= Record excerpts =
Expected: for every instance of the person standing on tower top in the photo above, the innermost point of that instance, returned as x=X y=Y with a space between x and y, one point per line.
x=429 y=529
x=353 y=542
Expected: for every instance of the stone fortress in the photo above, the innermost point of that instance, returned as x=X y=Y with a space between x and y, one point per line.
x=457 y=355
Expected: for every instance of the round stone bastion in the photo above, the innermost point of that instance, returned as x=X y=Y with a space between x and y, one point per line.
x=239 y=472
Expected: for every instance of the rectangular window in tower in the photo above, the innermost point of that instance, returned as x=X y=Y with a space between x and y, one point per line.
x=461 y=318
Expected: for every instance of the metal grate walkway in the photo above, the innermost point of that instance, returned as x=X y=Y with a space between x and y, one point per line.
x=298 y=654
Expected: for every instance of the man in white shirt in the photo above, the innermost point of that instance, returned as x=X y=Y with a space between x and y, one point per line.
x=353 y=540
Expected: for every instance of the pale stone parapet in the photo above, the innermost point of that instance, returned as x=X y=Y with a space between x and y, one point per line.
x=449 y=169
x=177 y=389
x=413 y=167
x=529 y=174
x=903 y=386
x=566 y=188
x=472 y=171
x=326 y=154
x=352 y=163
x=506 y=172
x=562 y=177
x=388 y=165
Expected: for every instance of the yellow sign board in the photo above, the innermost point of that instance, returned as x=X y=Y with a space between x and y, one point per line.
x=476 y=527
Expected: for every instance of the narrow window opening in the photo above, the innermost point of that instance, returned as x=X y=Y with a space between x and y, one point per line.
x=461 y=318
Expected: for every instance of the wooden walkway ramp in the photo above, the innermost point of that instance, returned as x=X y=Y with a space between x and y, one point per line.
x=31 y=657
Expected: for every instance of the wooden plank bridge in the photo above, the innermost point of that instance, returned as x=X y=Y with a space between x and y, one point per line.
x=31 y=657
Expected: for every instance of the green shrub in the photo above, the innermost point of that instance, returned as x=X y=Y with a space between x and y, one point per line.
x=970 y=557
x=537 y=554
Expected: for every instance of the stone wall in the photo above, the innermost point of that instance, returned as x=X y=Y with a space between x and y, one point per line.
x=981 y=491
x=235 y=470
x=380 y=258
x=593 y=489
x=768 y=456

= Directions for this task =
Please copy all of the data above exactly.

= Answer space =
Expected: for every instance of the person standing on tower top in the photo above, the innermost point of that instance, returned as x=X y=Y with a space between x and y, one point per line.
x=429 y=529
x=353 y=542
Expected: for every instance of the stone fortress in the photo above, the innermost point of that instance, returned as x=X y=Y with a space between x and y, one point per line.
x=457 y=355
Expected: for every instance of the round stone bastion in the photo above, the innermost point of that instance, returned as x=X y=Y with a space between x and y, one point per line.
x=239 y=472
Expected: for every instance of the rectangular window in tower in the photo above, the innermost point of that instance, returned as x=X y=Y with a space between x and y, one point per line.
x=461 y=318
Expected: for every instance of the metal grate walkway in the photo above, the innermost point of that instance, returned as x=X y=Y with a space between x and y, one point per line.
x=298 y=654
Expected: for every instance of the man in white shirt in the photo above, the innermost point of that instance, returned as x=X y=Y with a space between x and y, one point per line.
x=353 y=540
Expected: for every instance of the pale stone parapet in the photo above, the innermost point of that instance, returned as x=X y=Y with a space between x and y, one point per line.
x=449 y=169
x=177 y=389
x=413 y=167
x=529 y=174
x=903 y=386
x=566 y=188
x=472 y=171
x=326 y=154
x=352 y=163
x=506 y=172
x=562 y=177
x=388 y=165
Expected: for every instance of the yellow sign board in the photo above, the innermost point of that instance, returned as x=X y=Y with a space between x and y, one point per line.
x=476 y=527
Expected: for every instance of the narrow window opening in the photo above, the innermost point of that instance, returned as x=X y=Y with a space between x and y, one point per line.
x=461 y=318
Expected: for every instance of the wooden walkway ramp in the photo above, the innermost point of that instance, returned as x=X y=Y with a space between x and y, one point per line.
x=31 y=657
Expected: for every instance of the wooden plank bridge in the photo above, the innermost point of that instance, returned as x=X y=Y with a space between x and y, one point per line.
x=31 y=657
Expected: for every instance of the green shrub in the photo above, the innermost point of that instance, returned as x=X y=Y with a space between x and y, one point per line.
x=970 y=557
x=537 y=554
Expected: for every instance of the stone wall in the photo above, the innermost point of that instance, returned as x=X y=Y with a space between x and y, one point per line.
x=981 y=491
x=235 y=470
x=380 y=258
x=593 y=489
x=768 y=456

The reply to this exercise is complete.